The expected output is the complete listing, unchanged.
+++ PROVIDED ENTRIES +++
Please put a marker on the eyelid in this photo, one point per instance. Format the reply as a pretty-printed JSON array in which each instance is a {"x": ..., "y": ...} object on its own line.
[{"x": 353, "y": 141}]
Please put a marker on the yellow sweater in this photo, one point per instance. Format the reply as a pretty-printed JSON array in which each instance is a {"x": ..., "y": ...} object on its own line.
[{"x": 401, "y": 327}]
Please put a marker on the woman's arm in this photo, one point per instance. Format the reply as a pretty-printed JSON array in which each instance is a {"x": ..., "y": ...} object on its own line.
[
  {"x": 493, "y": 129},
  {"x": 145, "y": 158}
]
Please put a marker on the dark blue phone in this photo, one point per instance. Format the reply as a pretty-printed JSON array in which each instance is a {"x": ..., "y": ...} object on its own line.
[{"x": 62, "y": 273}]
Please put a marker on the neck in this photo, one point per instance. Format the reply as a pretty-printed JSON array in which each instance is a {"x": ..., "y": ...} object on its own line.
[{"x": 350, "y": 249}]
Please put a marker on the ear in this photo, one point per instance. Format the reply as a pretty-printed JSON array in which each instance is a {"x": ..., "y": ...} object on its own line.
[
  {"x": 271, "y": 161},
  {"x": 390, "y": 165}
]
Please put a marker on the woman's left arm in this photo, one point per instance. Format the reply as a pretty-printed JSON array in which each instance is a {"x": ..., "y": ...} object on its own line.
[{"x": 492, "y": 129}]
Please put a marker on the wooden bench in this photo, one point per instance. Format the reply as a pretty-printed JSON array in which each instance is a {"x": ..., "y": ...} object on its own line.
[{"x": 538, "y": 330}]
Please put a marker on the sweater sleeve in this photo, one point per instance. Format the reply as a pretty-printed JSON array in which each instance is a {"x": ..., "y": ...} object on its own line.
+++
**EXERCISE SOLUTION:**
Please put a marker on the eyelid in this photo, one point per instance. Format the reply as a pretty-printed JSON array in which each instance is a {"x": ..., "y": ...} object on its own line.
[{"x": 353, "y": 141}]
Please put a marker on the yellow sweater in this photo, one point per instance. Format the reply as a pretty-printed JSON array in which each instance is a {"x": ..., "y": ...} object on its own line.
[{"x": 401, "y": 327}]
Please put a marker on the woman's arm in this photo, one point per instance. Format the reply as a pretty-printed JSON array in which each instance is a {"x": ..., "y": ...} object on its own line.
[
  {"x": 493, "y": 129},
  {"x": 145, "y": 158}
]
Please put a marker on the dark blue phone in this photo, one point per instance. Format the reply as a pretty-printed JSON array in which each instance is a {"x": ..., "y": ...} object on its own line.
[{"x": 62, "y": 273}]
Please put a marker on the neck in this photo, one point per instance. Format the reply as a pretty-printed JSON array in which each instance is a {"x": ..., "y": ...} object on its own line.
[{"x": 350, "y": 249}]
Please put a marker on the ear in this photo, one point per instance. Format the reply as a pretty-printed JSON array in which each instance is a {"x": ..., "y": ...} object on its own line.
[
  {"x": 271, "y": 161},
  {"x": 390, "y": 165}
]
Please put a marker on the woman's left arm in this photo, one point per instance. Format the reply as a pretty-printed JSON array in which each instance is a {"x": ..., "y": ...} object on its own line.
[{"x": 492, "y": 129}]
Please put a marker on the wooden bench in this photo, one point per instance. Format the reply as a pretty-printed JSON array in which each instance is a {"x": ..., "y": ...} object on its own line.
[{"x": 538, "y": 330}]
Please put a marker on the sweater sleeve in this photo, one point per instance. Format the reply as a pretty-printed JSON array in which each instance is a {"x": ..., "y": ...} object on its own line.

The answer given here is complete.